#### [PROBLEMAS E TAREFAS]
a: Resuma em duas frases o texto sobre a participação de moradores no combate a riscos de desastres.
b: Retome o texto sobre a participação de moradores no combate a riscos de desastres a partir da última frase apresentada e escreva mais um parágrafo.

#### [TRECHO PARA LEITURA]
━━━━━━━━━━━━━━━━━━━━

Método com coparticipação de moradores é eficaz em políticas de combate a riscos de desastres ambientais

Pesquisa mostra que a mobilização de cidadãos em áreas vulneráveis a enchentes e inundações melhora a obtenção de dados e aumenta a resiliência

Luciana Constantino, Agência FAPESP

Um mapa digital de áreas vulneráveis a inundações nas cidades de São Paulo e Rio Branco (AC) montado por alunos de escolas públicas; um histórico de enchentes registradas em um bairro pobre da capital paulista criado com base em relato dos próprios moradores; novos canais de comunicação implantados com a Defesa Civil para melhorar o sistema de alertas para a comunidade. Esses são alguns dos instrumentos de participação e mobilização de cidadãos que se mostraram eficazes em iniciativas para aumentar a resiliência a riscos de catástrofes urbanas.

Compõem agora uma metodologia publicada em artigo na revista científica Global Environmental Change. Resultado de pesquisa desenvolvida por mais de três anos, envolvendo 17 cientistas brasileiros e de outros países, o trabalho conclui que as soluções transformadoras de dados urbanos devem abranger não só o desenvolvimento e a implantação de novas tecnologias digitais, mas também a coprodução de entendimentos, perspectivas, práticas sociais e arranjos de governança. Isso inclui uma combinação de ferramentas de análise de dados com uma ampla gama de métodos participativos, possibilitando transformações justas e sustentáveis.

As mudanças climáticas associadas ao crescimento de populações vulneráveis em todo o mundo elevaram os impactos socioeconômicos e ambientais relacionados a catástrofes. Estima-se que 1,81 bilhão de pessoas (23% da população global) estejam diretamente expostas a riscos significativos de inundações, das quais 89% moram em países de baixa e média renda.

No Brasil, quatro em cada dez municípios são considerados vulneráveis a desastres relacionados a inundações ou deslizamentos, de acordo com dados do Centro Nacional de Monitoramento e Alertas de Desastres Naturais (Cemaden), que monitora atualmente 1.038 municípios com acompanhamento diário e emissão de alertas quando há risco de chuva fora dos níveis médios, considerados “normais”.

━━━━━━━━━━━━━━━━━━━━

#### [REGISTROS ARMAZENADOS]
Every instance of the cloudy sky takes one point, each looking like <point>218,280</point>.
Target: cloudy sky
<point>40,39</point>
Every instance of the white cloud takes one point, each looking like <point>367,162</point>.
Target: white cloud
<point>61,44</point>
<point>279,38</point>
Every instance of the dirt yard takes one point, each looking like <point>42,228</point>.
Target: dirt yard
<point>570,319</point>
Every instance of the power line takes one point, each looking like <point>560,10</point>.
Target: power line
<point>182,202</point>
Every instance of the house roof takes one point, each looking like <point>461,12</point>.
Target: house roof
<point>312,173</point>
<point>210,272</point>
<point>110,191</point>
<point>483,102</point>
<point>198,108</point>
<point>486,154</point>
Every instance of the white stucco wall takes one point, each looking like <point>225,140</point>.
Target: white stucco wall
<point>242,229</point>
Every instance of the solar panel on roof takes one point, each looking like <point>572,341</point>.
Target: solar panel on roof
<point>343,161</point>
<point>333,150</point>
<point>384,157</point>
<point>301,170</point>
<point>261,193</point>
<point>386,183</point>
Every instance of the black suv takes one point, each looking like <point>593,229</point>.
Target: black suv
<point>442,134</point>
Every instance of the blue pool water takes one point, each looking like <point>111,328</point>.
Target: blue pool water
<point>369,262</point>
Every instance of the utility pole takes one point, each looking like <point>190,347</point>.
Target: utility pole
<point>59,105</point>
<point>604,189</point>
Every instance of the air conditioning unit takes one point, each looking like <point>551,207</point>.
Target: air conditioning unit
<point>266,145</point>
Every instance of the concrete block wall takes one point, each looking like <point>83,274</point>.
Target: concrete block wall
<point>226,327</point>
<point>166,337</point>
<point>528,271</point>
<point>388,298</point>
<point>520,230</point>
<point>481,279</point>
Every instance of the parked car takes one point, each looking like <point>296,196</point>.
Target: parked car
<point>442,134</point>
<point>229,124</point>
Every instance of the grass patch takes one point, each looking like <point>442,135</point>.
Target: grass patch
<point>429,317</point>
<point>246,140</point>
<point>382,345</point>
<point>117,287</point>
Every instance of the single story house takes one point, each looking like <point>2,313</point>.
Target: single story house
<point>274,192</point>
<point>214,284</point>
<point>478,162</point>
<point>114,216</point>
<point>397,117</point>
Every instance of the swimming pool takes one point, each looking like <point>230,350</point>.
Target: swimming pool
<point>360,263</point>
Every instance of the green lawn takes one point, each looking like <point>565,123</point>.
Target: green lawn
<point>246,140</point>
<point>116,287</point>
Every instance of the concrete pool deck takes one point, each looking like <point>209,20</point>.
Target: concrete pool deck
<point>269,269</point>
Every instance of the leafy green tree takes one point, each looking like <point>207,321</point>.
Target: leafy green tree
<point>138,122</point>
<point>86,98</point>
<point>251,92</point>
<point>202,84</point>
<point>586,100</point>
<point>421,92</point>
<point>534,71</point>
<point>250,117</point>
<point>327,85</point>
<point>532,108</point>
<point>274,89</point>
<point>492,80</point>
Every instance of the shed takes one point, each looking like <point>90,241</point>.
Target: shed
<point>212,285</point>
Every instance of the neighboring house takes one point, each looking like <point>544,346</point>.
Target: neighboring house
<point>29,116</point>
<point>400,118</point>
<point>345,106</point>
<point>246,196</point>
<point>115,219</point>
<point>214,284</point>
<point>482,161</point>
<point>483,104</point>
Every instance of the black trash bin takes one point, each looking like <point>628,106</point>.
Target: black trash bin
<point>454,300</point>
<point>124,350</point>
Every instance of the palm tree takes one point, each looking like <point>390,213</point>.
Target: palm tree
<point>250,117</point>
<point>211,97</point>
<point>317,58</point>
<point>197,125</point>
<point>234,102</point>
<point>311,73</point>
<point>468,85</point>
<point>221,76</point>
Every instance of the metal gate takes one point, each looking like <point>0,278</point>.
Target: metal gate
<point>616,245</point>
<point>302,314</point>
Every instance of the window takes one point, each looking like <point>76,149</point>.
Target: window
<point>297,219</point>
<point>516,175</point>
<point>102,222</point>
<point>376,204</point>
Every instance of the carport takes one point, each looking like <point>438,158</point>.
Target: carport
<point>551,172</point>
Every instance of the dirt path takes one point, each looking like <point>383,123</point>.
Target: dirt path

━━━━━━━━━━━━━━━━━━━━

#### [RESULTADOS DOS EXERCÍCIOS]
a: Uma pesquisa de mais de três anos, com 17 cientistas e publicada na revista Global Environmental Change, mostra que instrumentos de mobilização de cidadãos, como mapas digitais de áreas vulneráveis feitos por alunos de escolas públicas e históricos de enchentes baseados em relatos de moradores, aumentam a resiliência a catástrofes urbanas. O texto também informa que 1,81 bilhão de pessoas estão diretamente expostas a riscos significativos de inundações e que, no Brasil, quatro em cada dez municípios são considerados vulneráveis a inundações ou deslizamentos.

b:
“Esse artigo sintetiza a trajetória de um projeto, sua conclusão e, em especial, sua continuidade como política pública de educação ambiental em redução de riscos de desastres com o Programa Cemaden Educação. A principal contribuição científica é a metodologia construída, com um novo jeito de produzir os dados, incorporando tecnologias de informação e um processo de coprodução com as comunidades e moradores. Também buscamos um olhar multidisciplinar, com um grupo envolvendo profissionais ligados a administração pública, estudos urbanos, geografia, ciência da computação e educação ambiental, além de humanidades e desenvolvedores de software”, sintetiza João Porto de Albuquerque, pesquisador da Universidade de Glasgow (Escócia) e autor correspondente do artigo.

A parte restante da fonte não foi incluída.